TO DO. The complete listing should be copied out exactly.

*** DATA SUPPLIED ***

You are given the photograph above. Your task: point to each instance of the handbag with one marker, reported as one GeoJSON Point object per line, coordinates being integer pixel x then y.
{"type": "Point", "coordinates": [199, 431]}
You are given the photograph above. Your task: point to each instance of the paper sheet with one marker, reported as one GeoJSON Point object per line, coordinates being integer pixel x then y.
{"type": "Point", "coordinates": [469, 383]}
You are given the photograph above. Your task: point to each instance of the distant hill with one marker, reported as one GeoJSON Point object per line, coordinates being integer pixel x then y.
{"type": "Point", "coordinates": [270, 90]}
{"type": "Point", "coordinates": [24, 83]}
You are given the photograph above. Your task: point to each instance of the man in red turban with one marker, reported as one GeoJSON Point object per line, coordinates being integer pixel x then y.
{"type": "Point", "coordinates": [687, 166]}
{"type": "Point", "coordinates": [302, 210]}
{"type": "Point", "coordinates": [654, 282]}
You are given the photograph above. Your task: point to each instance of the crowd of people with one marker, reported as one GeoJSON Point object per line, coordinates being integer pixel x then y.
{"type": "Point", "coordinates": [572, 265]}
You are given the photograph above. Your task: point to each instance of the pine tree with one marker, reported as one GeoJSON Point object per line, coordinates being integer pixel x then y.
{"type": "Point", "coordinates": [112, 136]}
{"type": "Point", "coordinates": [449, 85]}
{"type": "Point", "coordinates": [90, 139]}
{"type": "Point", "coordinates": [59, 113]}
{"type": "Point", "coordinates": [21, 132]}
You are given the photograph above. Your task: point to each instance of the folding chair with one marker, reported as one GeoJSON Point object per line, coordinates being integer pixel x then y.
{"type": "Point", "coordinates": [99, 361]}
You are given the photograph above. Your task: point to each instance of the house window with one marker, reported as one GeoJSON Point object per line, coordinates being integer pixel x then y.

*** End of DATA SUPPLIED ***

ANSWER BOX.
You are given the photograph above. Your task: point to each instance of the handbag with one marker, reported as one GeoJSON Point object per line, coordinates being integer pixel x then y.
{"type": "Point", "coordinates": [199, 431]}
You are given the photograph above. Your task: point to each instance of the paper sheet with one marker, reported as one GeoJSON Point object per line, coordinates being integer pixel x then y.
{"type": "Point", "coordinates": [469, 383]}
You are given the photograph above. Your task: point to each instance of the distant hill with one marker, reported as one GeoJSON Point object per line, coordinates being integer pixel x then y.
{"type": "Point", "coordinates": [270, 90]}
{"type": "Point", "coordinates": [24, 83]}
You are given the photograph above. Your task: point to each instance of the man in red turban with one marker, reported as one GeoJSON Point object per line, coordinates being integer pixel x then y.
{"type": "Point", "coordinates": [687, 166]}
{"type": "Point", "coordinates": [302, 210]}
{"type": "Point", "coordinates": [654, 282]}
You are given the photograph above. Your task: point to each instance of the crowd of people with one marker, reported as one GeoJSON Point object per line, coordinates being integer pixel x then y.
{"type": "Point", "coordinates": [572, 265]}
You are given the photograph above. Your task: point to each instance of the pine tree with one marker, reported as one GeoJSON Point object per line, coordinates being integer pixel x then y.
{"type": "Point", "coordinates": [112, 136]}
{"type": "Point", "coordinates": [449, 85]}
{"type": "Point", "coordinates": [90, 139]}
{"type": "Point", "coordinates": [59, 113]}
{"type": "Point", "coordinates": [21, 132]}
You are given the photograph above. Your task: point to each instance of the folding chair with one marker, reported as one GeoJSON Point object per line, coordinates being integer pixel x then y.
{"type": "Point", "coordinates": [99, 361]}
You are given the photograph above. Your task: point to each instance of the house window with one marker, reported as one GeoJSON Point object per line, coordinates being integer pixel x then y.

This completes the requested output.